_TEXTE_
===
La société Quantis tient compte de nouveaux paramètres pour calculer de manière beaucoup plus cohérente l’impact sur l’environnement des entreprises ou des pays. Rencontre avec Sébastien Humbert, son cofondateur.
«Le raccourci publicitaire consistant à se croire écologique si l’on émet moins de carbone est dangereux, estime Sébastien Humbert, directeur scientifique de Quantis, une spin-off de l’EPFL. Cela permet à des entreprises de se défausser en ne communiquant pas sur les autres impacts de leurs activités, par exemple la disparition des poissons par la pollution de l’eau.»
A 31 ans, le Lausannois Sébastien Humbert est l’un des spécialistes mondiaux des menaces liées à la consommation d’eau. Et selon lui, ce paramètre est aussi essentiel que le CO2 pour analyser les travers écologiques d’une société. «Pendant trop longtemps, on s’est concentré uniquement sur le carbone pour le calcul de l’empreinte écologique d’une entreprise. Or tout dépend du secteur traité. Dans les transports routiers, par exemple, le carbone est un indicateur fiable. Mais il sera incomplet pour une évaluation d’impact dans l’agriculture ou l’énergie nucléaire.» Sébastien Humbert se définit comme un «généraliste de l’écobilan». Sa démarche consiste à intégrer une multitude d’hypothèses dans ses analyses environnementales, qui durent plusieurs semaines à plusieurs mois selon la taille de l’entreprise qui le mandate.
===
_DONNÉES FOURNIES_

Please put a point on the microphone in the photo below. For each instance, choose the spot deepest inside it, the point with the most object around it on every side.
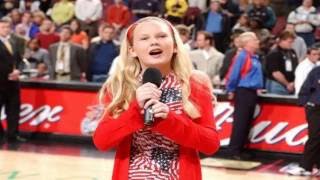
(151, 75)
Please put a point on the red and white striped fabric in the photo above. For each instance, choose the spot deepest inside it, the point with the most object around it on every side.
(154, 156)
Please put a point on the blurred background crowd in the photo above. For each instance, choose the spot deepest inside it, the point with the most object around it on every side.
(79, 40)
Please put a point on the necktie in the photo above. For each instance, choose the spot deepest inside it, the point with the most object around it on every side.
(62, 52)
(8, 46)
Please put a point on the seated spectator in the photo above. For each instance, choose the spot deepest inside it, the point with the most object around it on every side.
(38, 17)
(217, 23)
(67, 59)
(79, 36)
(6, 6)
(35, 55)
(231, 10)
(256, 26)
(42, 72)
(305, 18)
(184, 32)
(144, 8)
(175, 10)
(194, 21)
(118, 15)
(62, 12)
(264, 13)
(281, 63)
(206, 58)
(89, 13)
(102, 54)
(298, 45)
(304, 67)
(29, 5)
(47, 35)
(15, 17)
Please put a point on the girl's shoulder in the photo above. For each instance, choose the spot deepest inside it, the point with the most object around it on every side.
(200, 81)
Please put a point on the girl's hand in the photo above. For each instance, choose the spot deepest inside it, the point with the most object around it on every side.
(160, 110)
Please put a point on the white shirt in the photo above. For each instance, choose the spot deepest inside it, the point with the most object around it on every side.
(63, 64)
(301, 73)
(205, 54)
(88, 9)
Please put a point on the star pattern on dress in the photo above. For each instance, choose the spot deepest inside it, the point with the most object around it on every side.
(163, 157)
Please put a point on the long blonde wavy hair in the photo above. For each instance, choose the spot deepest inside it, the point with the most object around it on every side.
(122, 84)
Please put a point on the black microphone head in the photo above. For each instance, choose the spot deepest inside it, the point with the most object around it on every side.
(153, 76)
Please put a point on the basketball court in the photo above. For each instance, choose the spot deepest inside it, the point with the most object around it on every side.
(61, 161)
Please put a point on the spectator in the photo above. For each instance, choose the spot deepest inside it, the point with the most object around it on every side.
(304, 67)
(118, 15)
(15, 16)
(194, 21)
(206, 58)
(231, 10)
(281, 63)
(7, 6)
(26, 23)
(102, 54)
(305, 18)
(89, 12)
(184, 32)
(18, 42)
(36, 56)
(29, 5)
(256, 26)
(175, 10)
(9, 84)
(242, 84)
(79, 36)
(62, 12)
(45, 5)
(144, 8)
(298, 45)
(218, 24)
(243, 23)
(309, 98)
(67, 59)
(264, 13)
(47, 36)
(38, 17)
(198, 4)
(230, 54)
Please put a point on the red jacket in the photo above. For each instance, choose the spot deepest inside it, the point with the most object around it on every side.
(192, 135)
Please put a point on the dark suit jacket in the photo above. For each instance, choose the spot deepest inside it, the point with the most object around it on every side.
(78, 60)
(8, 62)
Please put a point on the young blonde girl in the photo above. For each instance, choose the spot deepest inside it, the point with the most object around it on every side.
(182, 106)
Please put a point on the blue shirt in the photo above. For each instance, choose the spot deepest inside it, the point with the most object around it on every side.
(214, 22)
(310, 90)
(103, 56)
(250, 78)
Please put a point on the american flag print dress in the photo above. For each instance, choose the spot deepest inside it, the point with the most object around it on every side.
(153, 156)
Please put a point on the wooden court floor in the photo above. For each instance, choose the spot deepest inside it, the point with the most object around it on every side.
(15, 165)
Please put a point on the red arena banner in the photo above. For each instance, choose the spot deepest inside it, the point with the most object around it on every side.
(276, 127)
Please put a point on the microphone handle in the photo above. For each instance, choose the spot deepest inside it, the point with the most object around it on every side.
(148, 116)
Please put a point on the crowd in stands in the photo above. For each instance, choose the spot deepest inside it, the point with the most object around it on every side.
(79, 40)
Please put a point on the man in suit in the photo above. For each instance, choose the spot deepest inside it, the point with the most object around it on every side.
(68, 61)
(9, 84)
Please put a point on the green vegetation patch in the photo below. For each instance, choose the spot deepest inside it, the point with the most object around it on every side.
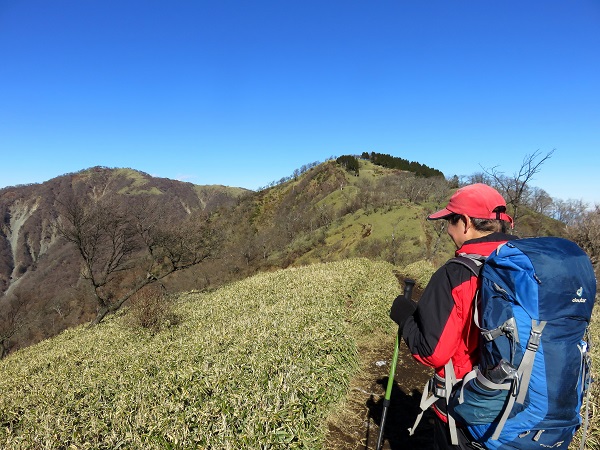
(257, 364)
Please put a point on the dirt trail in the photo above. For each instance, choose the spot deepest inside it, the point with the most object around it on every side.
(357, 427)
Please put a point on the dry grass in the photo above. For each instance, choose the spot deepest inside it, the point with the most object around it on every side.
(258, 364)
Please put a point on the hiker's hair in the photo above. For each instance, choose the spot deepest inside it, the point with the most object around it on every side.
(492, 225)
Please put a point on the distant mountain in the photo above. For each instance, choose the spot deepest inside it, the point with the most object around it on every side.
(39, 271)
(323, 213)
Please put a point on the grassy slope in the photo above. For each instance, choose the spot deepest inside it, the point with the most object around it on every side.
(260, 362)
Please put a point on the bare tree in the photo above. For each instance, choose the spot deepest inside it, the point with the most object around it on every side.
(13, 317)
(125, 249)
(586, 232)
(514, 188)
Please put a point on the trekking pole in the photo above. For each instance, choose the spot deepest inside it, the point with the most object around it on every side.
(408, 285)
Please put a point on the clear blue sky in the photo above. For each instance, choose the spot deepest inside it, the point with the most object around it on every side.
(241, 93)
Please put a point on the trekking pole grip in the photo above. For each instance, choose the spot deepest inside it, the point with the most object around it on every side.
(408, 286)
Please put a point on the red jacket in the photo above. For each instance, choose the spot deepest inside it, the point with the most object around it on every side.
(442, 326)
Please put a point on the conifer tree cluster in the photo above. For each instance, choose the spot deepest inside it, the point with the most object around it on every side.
(349, 162)
(393, 162)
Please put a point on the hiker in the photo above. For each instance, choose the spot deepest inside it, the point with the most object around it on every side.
(440, 328)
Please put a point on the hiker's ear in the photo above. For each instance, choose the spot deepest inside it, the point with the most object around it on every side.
(466, 222)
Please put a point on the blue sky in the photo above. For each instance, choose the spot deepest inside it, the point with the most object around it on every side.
(241, 93)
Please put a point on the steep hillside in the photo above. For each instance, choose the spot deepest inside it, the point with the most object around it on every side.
(322, 214)
(40, 285)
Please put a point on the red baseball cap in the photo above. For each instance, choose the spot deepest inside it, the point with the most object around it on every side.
(478, 201)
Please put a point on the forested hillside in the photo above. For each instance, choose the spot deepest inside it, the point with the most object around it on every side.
(80, 246)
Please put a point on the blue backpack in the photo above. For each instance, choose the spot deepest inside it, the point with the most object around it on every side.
(534, 306)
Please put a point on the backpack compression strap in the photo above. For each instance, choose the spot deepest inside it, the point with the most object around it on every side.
(523, 374)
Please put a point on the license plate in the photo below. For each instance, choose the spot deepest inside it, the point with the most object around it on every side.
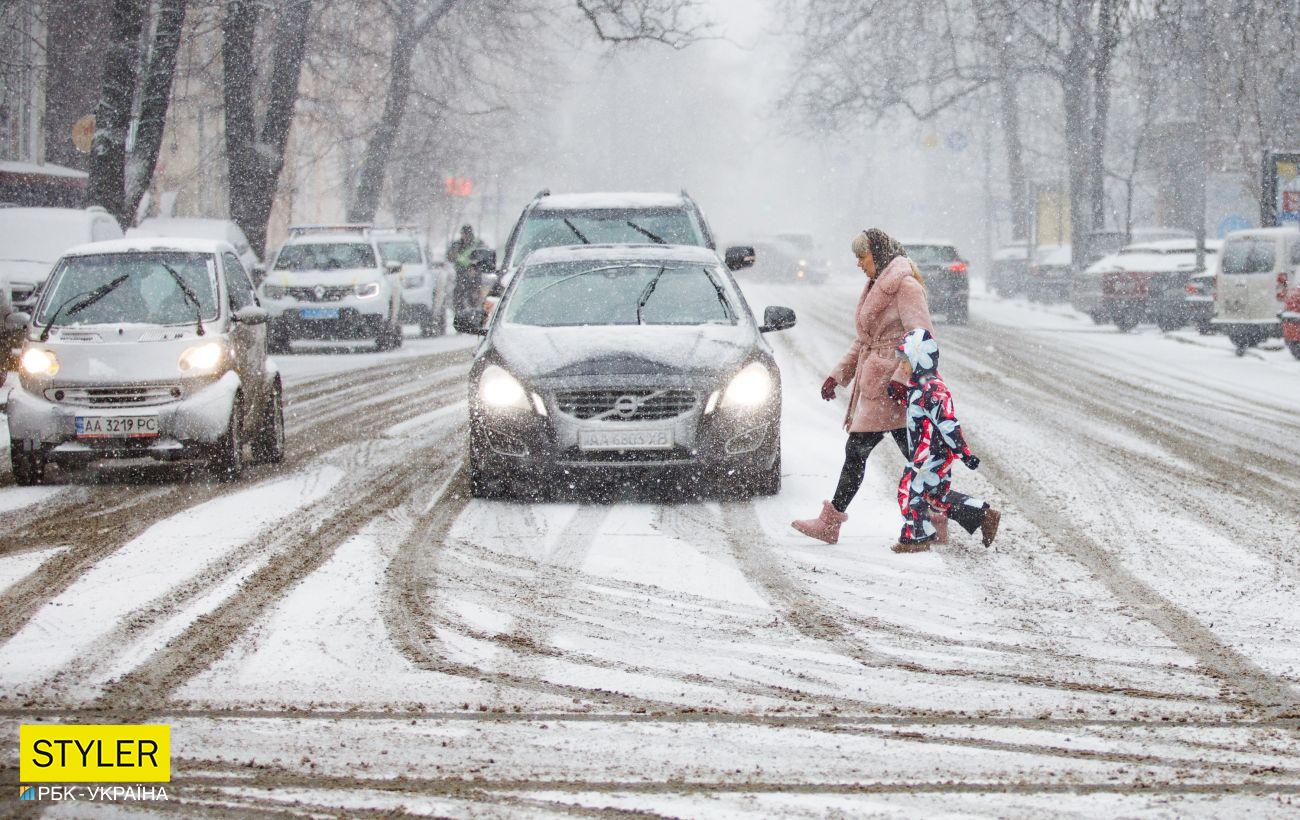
(117, 426)
(624, 439)
(319, 312)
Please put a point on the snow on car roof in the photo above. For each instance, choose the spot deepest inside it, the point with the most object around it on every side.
(654, 252)
(607, 199)
(187, 244)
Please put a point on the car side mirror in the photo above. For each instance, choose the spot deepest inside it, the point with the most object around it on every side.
(482, 259)
(471, 321)
(740, 256)
(776, 317)
(251, 315)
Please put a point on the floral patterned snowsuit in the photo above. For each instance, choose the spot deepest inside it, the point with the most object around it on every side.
(934, 442)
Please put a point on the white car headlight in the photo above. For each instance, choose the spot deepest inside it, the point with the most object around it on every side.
(499, 390)
(202, 358)
(37, 361)
(749, 389)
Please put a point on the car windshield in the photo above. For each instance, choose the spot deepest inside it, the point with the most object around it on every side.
(932, 254)
(148, 294)
(325, 256)
(546, 229)
(406, 252)
(571, 294)
(1248, 256)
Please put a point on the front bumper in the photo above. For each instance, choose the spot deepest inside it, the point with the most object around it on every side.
(186, 426)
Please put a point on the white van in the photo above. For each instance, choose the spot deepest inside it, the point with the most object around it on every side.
(1251, 283)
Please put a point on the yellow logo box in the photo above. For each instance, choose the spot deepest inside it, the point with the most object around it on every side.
(90, 753)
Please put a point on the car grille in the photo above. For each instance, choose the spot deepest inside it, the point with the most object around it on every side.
(609, 404)
(134, 395)
(328, 294)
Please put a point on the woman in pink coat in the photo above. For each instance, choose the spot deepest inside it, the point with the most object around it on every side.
(892, 303)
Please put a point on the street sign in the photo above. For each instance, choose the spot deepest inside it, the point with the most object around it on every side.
(83, 133)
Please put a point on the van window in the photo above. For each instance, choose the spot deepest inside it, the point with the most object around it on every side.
(1248, 256)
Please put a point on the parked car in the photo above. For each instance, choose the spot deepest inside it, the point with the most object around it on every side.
(620, 358)
(31, 241)
(1148, 282)
(146, 348)
(427, 283)
(1009, 273)
(329, 282)
(1252, 283)
(1051, 273)
(221, 230)
(945, 273)
(592, 218)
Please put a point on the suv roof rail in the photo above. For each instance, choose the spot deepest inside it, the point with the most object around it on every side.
(342, 228)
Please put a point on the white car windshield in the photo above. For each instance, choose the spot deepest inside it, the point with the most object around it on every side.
(570, 294)
(325, 256)
(146, 291)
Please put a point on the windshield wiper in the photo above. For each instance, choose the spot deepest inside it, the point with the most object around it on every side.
(648, 291)
(653, 238)
(87, 298)
(190, 295)
(576, 231)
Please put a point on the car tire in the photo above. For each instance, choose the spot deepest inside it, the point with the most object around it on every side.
(29, 468)
(226, 459)
(269, 445)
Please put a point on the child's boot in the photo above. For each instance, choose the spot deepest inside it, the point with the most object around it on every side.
(824, 526)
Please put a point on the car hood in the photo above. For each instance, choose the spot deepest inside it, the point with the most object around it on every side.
(622, 350)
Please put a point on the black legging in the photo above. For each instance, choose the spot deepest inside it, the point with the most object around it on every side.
(856, 452)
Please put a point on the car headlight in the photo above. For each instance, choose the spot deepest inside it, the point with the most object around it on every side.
(499, 390)
(749, 389)
(37, 361)
(202, 358)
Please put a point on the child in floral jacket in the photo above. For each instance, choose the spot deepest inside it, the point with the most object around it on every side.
(934, 442)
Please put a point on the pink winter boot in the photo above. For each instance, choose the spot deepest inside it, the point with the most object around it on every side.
(824, 526)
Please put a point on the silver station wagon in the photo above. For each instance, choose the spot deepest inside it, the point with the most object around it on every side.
(146, 348)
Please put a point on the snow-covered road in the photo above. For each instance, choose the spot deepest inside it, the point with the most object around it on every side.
(350, 632)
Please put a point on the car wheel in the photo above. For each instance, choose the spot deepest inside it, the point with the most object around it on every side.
(269, 445)
(226, 460)
(29, 468)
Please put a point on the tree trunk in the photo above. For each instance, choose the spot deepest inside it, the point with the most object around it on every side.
(155, 100)
(113, 113)
(255, 160)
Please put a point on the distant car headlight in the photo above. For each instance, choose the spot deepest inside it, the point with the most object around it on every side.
(202, 358)
(749, 389)
(499, 390)
(37, 361)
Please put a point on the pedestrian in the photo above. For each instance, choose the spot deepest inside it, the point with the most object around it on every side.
(935, 441)
(892, 302)
(467, 290)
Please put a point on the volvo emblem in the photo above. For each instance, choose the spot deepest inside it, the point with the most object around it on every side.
(625, 407)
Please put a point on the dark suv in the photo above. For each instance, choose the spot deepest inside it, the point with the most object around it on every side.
(944, 272)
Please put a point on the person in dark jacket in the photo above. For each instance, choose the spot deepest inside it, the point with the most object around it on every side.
(935, 441)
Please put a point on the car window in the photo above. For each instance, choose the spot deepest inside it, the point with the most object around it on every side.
(325, 256)
(545, 229)
(146, 294)
(593, 293)
(1248, 256)
(401, 251)
(238, 283)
===
_CONSIGNE_
Recopiez mot pour mot le passage de l'article sur Quantis qui s'ouvre sur « A 31 ans, le » et se termine par « qui le mandate. ».

_RÉPONSE_
A 31 ans, le Lausannois Sébastien Humbert est l’un des spécialistes mondiaux des menaces liées à la consommation d’eau. Et selon lui, ce paramètre est aussi essentiel que le CO2 pour analyser les travers écologiques d’une société. «Pendant trop longtemps, on s’est concentré uniquement sur le carbone pour le calcul de l’empreinte écologique d’une entreprise. Or tout dépend du secteur traité. Dans les transports routiers, par exemple, le carbone est un indicateur fiable. Mais il sera incomplet pour une évaluation d’impact dans l’agriculture ou l’énergie nucléaire.» Sébastien Humbert se définit comme un «généraliste de l’écobilan». Sa démarche consiste à intégrer une multitude d’hypothèses dans ses analyses environnementales, qui durent plusieurs semaines à plusieurs mois selon la taille de l’entreprise qui le mandate.